■ **Задания**
1. Выпишите из текста без изменений фрагмент: начните со слов, содержащих «А предложенія были», и закончите после слов «благую часть избралъ.».
2. Изложите суть текста в двух предложениях.
3. Ответьте по тексту на вопросы, каждый ответ с новой строки:
(a) Какого цвета были глаза у Бахтадзе?
(b) Сколько лет назад, по тексту, были отравлены лёгкие больного?
(c) Кого, кроме Хонели, автор называет инородцем, владевшим русским языком с таким же блеском?

■ **Исходный текст**
* * * *

А предложенія были лестныя, выгодныя. Но онъ остался съ южною идеалисткою Маріей, не промѣнявъ ея на практическую сѣверную Марѳу и, говоря откровенно, благую часть избралъ.

Да и здоровье ему не позволяло. Онъ вѣдь чахнулъ уже давно. Легкія его были отравлены еще десять лѣтъ назадъ; уже и тогда онъ производилъ впечатлѣніе больного и недолговѣчнаго человѣка. И тѣмъ болѣе было жаль его, что уродился-то онъ на свѣтъ молодцомъ, по росту и сложенію; но недугъ изсушилъ его длинную фигуру, вытянулъ лицо, ввалилъ щеки, сгорбилъ и насутулилъ плечи…

Чортъ возьми! вѣдь, собственно, въ прескверныхъ обстоятельствахъ существовали мы тогда и бѣдны были, какъ церковныя мыши, а — сколько споровъ, смѣха, живыхъ порывовъ, поэтическихъ увлеченій, о которыхъ теперь даже и вспомнить грустно: куда и зачѣмъ они ушли?

Бахтадзе, съ его веселыми карими глазами, былъ премилый спорщикъ. Раскраснѣется, бывало, бѣгаетъ по комнатѣ, оретъ, «грузофильствуетъ» и остритъ, остритъ, остритъ… У него былъ истинно-имеретинскій юморъ, беззаботная склонность къ смѣшному; въ то же время онъ былъ мягокъ характеромъ, какъ женщина, и — безцеремонный, безудержный въ писаніяхъ — въ обиходѣ частной жизни держался застѣнчиво до неловкости, паче всего боясь, не сдѣлать бы чего неподходящаго, не обидѣть собесѣдника.

Воспитанный въ семинаріи, залпомъ проглотивъ и воспріявъ, по окончаніи курса, колоссальною своею памятью русскую литературу 60-хъ и 70-хъ годовъ, онъ крѣпко стоялъ на фундаментѣ прогрессивныхъ и освободительныхъ идеаловъ, ею завѣщанныхъ. За исключеніемъ Н. Я. Николадзе, я не знаю инородца, который бы владѣлъ русскимъ языкомъ съ такимъ блескомъ, какъ Хонели. Правда, — онъ Пушкина зналъ наизусть и Гоголя страницами цитировалъ на память. При такихъ условіяхъ, обрусѣетъ слогъ и у инородца лучше, чѣмъ у природнаго русскаго. А недавно въ клочкѣ одной петербургской газеты я прочелъ, что «Сорочинская ярмарка» сочиненіе ГригоровичаQuousque tandem?..[6] Какіе же тутъ еще могутъ быть «слоги»?

* * * *

■ **Предоставленные записи**
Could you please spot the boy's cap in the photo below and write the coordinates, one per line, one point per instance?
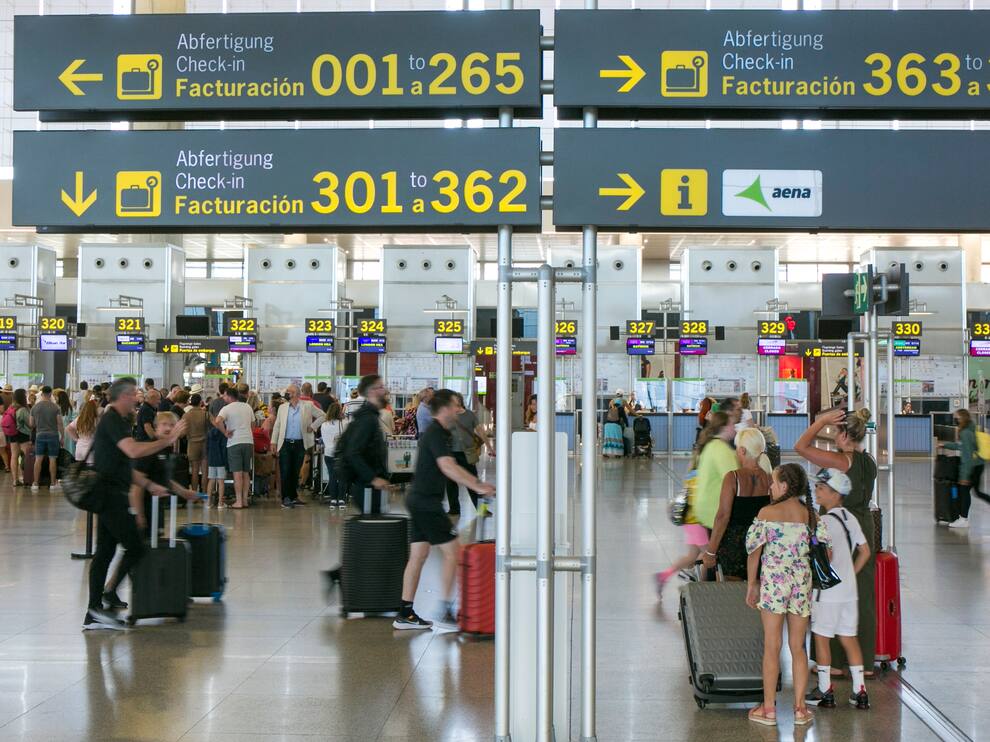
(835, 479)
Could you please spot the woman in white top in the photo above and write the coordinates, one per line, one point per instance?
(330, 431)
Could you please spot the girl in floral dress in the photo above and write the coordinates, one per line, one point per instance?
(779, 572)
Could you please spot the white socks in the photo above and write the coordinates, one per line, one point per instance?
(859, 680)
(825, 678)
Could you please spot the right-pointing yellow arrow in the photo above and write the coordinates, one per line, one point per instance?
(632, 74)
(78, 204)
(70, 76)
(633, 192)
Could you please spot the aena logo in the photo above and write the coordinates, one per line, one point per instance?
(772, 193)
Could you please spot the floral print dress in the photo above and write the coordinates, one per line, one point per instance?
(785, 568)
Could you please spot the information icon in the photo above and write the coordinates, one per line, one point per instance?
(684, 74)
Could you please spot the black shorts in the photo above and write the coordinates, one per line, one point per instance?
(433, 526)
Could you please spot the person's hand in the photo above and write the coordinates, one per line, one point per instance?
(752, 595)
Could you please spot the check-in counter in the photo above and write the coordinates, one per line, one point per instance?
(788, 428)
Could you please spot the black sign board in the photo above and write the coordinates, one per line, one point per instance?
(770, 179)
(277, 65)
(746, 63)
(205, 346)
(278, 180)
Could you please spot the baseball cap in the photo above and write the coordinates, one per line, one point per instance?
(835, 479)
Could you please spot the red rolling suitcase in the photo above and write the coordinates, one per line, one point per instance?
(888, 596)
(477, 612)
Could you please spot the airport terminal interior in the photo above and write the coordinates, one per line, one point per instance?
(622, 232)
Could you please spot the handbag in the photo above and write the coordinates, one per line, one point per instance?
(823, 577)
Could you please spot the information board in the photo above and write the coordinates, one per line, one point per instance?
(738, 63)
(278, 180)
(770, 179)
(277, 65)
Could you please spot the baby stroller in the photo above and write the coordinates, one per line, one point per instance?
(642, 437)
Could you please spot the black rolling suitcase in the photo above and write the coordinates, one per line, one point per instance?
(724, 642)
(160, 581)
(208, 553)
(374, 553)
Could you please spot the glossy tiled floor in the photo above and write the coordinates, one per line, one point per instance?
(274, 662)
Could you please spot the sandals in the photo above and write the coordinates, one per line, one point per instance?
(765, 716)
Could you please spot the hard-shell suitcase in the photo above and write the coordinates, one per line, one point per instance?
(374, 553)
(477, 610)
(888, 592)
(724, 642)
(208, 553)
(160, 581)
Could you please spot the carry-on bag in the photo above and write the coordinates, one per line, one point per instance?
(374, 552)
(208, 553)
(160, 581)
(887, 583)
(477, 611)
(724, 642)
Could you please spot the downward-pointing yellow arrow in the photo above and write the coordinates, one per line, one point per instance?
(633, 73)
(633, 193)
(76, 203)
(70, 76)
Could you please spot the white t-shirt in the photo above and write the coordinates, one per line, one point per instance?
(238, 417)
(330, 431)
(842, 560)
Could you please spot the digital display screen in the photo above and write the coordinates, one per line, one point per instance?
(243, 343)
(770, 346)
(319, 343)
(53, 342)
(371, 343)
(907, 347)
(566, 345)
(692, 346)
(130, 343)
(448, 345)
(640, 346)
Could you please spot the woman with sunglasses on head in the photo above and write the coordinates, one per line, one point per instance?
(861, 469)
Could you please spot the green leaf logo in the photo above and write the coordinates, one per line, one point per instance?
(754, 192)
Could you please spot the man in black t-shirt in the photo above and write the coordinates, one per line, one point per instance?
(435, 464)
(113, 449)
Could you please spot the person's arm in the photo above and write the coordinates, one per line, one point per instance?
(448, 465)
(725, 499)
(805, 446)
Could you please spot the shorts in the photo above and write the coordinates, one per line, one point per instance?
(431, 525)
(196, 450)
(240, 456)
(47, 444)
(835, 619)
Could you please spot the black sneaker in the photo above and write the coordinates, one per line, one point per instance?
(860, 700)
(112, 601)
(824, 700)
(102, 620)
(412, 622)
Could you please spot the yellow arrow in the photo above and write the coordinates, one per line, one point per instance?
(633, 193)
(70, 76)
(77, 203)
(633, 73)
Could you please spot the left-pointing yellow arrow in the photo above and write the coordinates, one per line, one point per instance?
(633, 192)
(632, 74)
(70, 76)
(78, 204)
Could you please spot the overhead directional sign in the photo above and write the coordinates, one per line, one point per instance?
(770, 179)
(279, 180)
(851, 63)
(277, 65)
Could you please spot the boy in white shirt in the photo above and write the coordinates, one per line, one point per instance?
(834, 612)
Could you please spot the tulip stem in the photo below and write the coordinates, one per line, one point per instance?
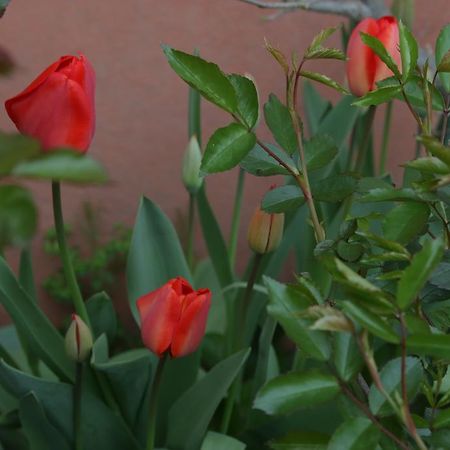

* * * *

■ **Ответы по заданиям**
1.
А предложенія были лестныя, выгодныя. Но онъ остался съ южною идеалисткою Маріей, не промѣнявъ ея на практическую сѣверную Марѳу и, говоря откровенно, благую часть избралъ.

2. В тексте вспоминается человек, который отказался от лестных и выгодных предложений и давно был изнурён недугом, хотя родился статным и рослым. Бахтадзе описан как весёлый спорщик с имеретинским юмором, мягкий характером и застенчивый в частной жизни, а Хонели — как человек, блестяще владевший русским языком и знавший Пушкина наизусть.

3.
(a) Карие.
(b) Десять лет назад.
(c) Н. Я. Николадзе.